> **Document passage**
Mockingbirds Can Learn Hundreds of Songs, But There’s a Limit
By Mary-Russell Roberson
From the Spring 2016 issue of Living Bird magazine.
April 12, 2016The Northern Mockingbirds that live on the campus of North Carolina’s Elon University might not know it, but they are a well-studied bunch. While the birds go about their business—singing, pairing up, fighting, and raising young—biology professor Dave Gammon and his students go about theirs, recording and analyzing the songs of these vocal virtuosos.
Mockingbirds sing a lot. Both females and males sing, and they can be heard any month of the year and any time of the day—and even at night.
Their singing is not only voluminous but also diverse. Mockingbirds string together series of repeated phrases, some of which are imitations of other bird species. A male may have several hundred phrases in his repertoire, although some will be in much heavier rotation than others. A typical song is about equally divided between mimicked phrases and mockingbird-specific vocalizations.
Although most bird species only learn songs during a critical period in their youth, mockingbirds have long been considered open-ended learners—meaning that they learn new songs throughout their adulthood. Parrots and European Starlings are examples of open-ended learners. However, Gammon’s research has cast doubt on this long-held assumption about mockingbirds, surprising even himself.
Gammon began studying mockingbirds in 2006 after joining the biology department at Elon University in central North Carolina. As a biologist, he was drawn to bird song because he had a good ear (he minored in music in college) and liked being outdoors. He’s always enjoyed imitating other people’s voices and mannerisms. “Studying mimicry was a natural fit,” he said.
One of the first questions he tackled was why mockingbirds mimic some species but not others. Gammon analyzed his recordings of campus mockingbirds and found that they most often mimicked the Carolina Wren, Tufted Titmouse, Blue Jay, Northern Cardinal, and Eastern Bluebird. Never-mimicked species included the Mourning Dove and Chipping Sparrow.
He tested several hypotheses and found that mockingbirds mimic birds whose songs are similar in pitch and rhythm to their own vocalizations. “When a Tufted Titmouse sings, it already sounds similar to something a mockingbird would sing,” Gammon said. The Mourning Dove is too low and slow, and the Chipping Sparrow is too high and fast.
As a follow-up, he designed an innovative experiment: for six months, he broadcast eight novel songs from four outdoor speakers on campus for two hours a day. Half were recordings of birds that don’t live in North Carolina and half were computer generated. More importantly, two of the exotic bird songs and two of the computer-generated songs were similar in pitch and rhythm to mockingbird-specific vocalizations. Gammon expected that the campus mockingbirds would imitate the real and computer-generated songs similar to theirs, but not the ones that were dissimilar.

> **Point-per-instance localization data**
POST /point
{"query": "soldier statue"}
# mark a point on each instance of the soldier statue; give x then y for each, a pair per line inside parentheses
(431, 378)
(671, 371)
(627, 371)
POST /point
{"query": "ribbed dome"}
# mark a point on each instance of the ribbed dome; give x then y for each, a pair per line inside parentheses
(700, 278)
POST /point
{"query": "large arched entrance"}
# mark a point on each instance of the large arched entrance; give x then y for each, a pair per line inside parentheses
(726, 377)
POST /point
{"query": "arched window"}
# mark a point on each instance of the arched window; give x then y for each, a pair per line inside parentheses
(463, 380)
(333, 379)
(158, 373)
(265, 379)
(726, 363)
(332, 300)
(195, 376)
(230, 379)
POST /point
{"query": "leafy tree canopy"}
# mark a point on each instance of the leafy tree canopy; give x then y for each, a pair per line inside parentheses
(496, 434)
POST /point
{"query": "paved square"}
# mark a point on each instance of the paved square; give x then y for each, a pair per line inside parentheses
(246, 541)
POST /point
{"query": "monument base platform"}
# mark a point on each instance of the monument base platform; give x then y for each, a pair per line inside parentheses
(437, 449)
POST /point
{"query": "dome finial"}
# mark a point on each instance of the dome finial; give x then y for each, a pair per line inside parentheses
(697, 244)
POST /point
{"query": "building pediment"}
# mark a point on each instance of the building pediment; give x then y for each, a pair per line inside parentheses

> **Questions to answer**
**1)** Copy the mockingbird article from "Mockingbirds Can Learn" up to and including "even at night.".
**2)** Do these statements agree with the mockingbird article? Answer yes or no for each and quote the words that decide it. (a) Only male mockingbirds sing. (b) Gammon minored in music in college. (c) The Chipping Sparrow is one of the species the campus mockingbirds mimic most often.
**3)** Pick up the mockingbird article after its final sentence and continue it.

> **Answers per task**
**1)**
Mockingbirds Can Learn Hundreds of Songs, But There’s a Limit
By Mary-Russell Roberson
From the Spring 2016 issue of Living Bird magazine.
April 12, 2016The Northern Mockingbirds that live on the campus of North Carolina’s Elon University might not know it, but they are a well-studied bunch. While the birds go about their business—singing, pairing up, fighting, and raising young—biology professor Dave Gammon and his students go about theirs, recording and analyzing the songs of these vocal virtuosos.
Mockingbirds sing a lot. Both females and males sing, and they can be heard any month of the year and any time of the day—and even at night.

**2)**
(a) No: "Both females and males sing"
(b) Yes: "he minored in music in college"
(c) No: "Never-mimicked species included the Mourning Dove and Chipping Sparrow."

**3)**
In fact, they didn’t imitate any of the songs. Gammon combed through hours of recordings from 15 adult banded mockingbirds from that year and several years afterward and found not a single imitation of any of the new songs. “I simulated a six-month invasion of eight new species and none of their songs were picked up by the mockingbirds,” Gammon said. “I was quite convinced they would pick up something, and the fact that they didn’t was shocking.” (However, on two occasions he did hear a Brown Thrasher of unknown age mimicking one of the new songs.)
Looking at his results, Gammon began to wonder whether mockingbirds are truly open-ended learners.
He delved deeper into the question by analyzing recordings he collected of 15 banded adult males over several years. He compared the recordings of older birds to those of their younger selves to see whether older birds sang a greater variety of mimicked phrases. If so, it would provide a clue that they learn new songs throughout adulthood. His results showed no difference on average in the birds’ mimetic repertoire as they aged.
“I’ve found no solid evidence that mockingbirds are truly open-ended,” he said. “Perhaps open-ended song learning is rarer than we thought.”
Eliot Brenowitz, a professor in the Department of Biology and Psychology at the University of Washington, who was not involved in the study, called Gammon’s loudspeaker study interesting, but said he would be cautious in drawing conclusions. “A negative result is challenging to interpret,” he said. “Playing songs over speakers may not pass some motivational threshold for a bird to copy.”
What does motivate mockingbirds? Gammon would love to know. He’d also like to know why mockingbirds mimic in the first place. Do females prefer males that have a larger repertoire of mimicked phrases—and if so, why? And how do young mockingbirds learn mimicked phrases—from adult mockingbirds or directly from the mimicked species?
Gammon knows that the answers to these questions won’t come easily. “I envy those social scientists,” he said. “They can say to their subjects, ‘Write your name here and answer my questions. Oh, and write your answers in English.’”
In the absence of such a questionnaire, Gammon will continue to interview mockingbirds the only way he can: by waking up early, swatting at mosquitoes, and recording them as they sing…and sing…and sing.